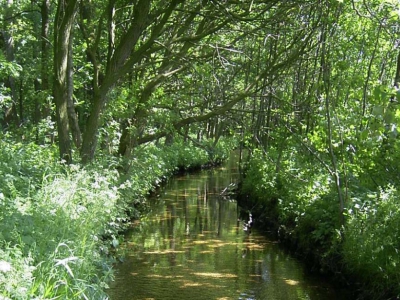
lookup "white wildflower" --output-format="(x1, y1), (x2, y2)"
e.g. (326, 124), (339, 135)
(0, 261), (12, 273)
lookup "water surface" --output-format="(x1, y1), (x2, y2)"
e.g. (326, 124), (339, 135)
(108, 158), (348, 300)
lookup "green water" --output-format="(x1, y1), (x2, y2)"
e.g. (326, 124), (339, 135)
(107, 157), (350, 300)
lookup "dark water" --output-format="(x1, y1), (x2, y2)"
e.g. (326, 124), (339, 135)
(107, 156), (350, 300)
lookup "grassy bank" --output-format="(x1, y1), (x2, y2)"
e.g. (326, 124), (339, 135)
(237, 148), (400, 300)
(0, 134), (236, 299)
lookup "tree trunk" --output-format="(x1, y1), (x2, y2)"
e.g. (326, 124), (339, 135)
(393, 50), (400, 90)
(2, 0), (19, 127)
(40, 0), (51, 119)
(53, 0), (79, 163)
(66, 29), (82, 148)
(80, 0), (153, 163)
(117, 120), (133, 158)
(319, 9), (345, 227)
(80, 92), (105, 164)
(18, 79), (23, 123)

_TASK DIRECTIONS_
Return the entries verbatim, pictures excluded.

_RESPONSE BELOW_
lookup "white wildflower" --output-format="(x1, y1), (x2, y2)"
e.g. (326, 124), (339, 135)
(0, 261), (12, 273)
lookup "water surface" --output-format="(x1, y1), (x2, y2)"
e.g. (326, 124), (339, 135)
(108, 158), (348, 300)
lookup "green water" --output-format="(x1, y1), (x2, y2)"
e.g. (326, 124), (339, 135)
(107, 157), (350, 300)
lookup "dark water" --output-format="(x1, y1), (x2, y2)"
e.g. (326, 124), (339, 135)
(107, 156), (350, 300)
lookup "grassy bank" --output-format="(x1, y1), (x2, y2)"
e.g. (326, 124), (339, 135)
(237, 148), (400, 300)
(0, 134), (236, 299)
lookup "tree trunk" --output-format="(x1, y1), (x2, y2)"
e.g. (326, 124), (339, 135)
(393, 50), (400, 90)
(2, 0), (19, 127)
(40, 0), (51, 119)
(53, 0), (79, 163)
(66, 29), (82, 148)
(80, 0), (153, 163)
(117, 120), (133, 158)
(319, 9), (345, 227)
(80, 92), (105, 164)
(18, 79), (23, 123)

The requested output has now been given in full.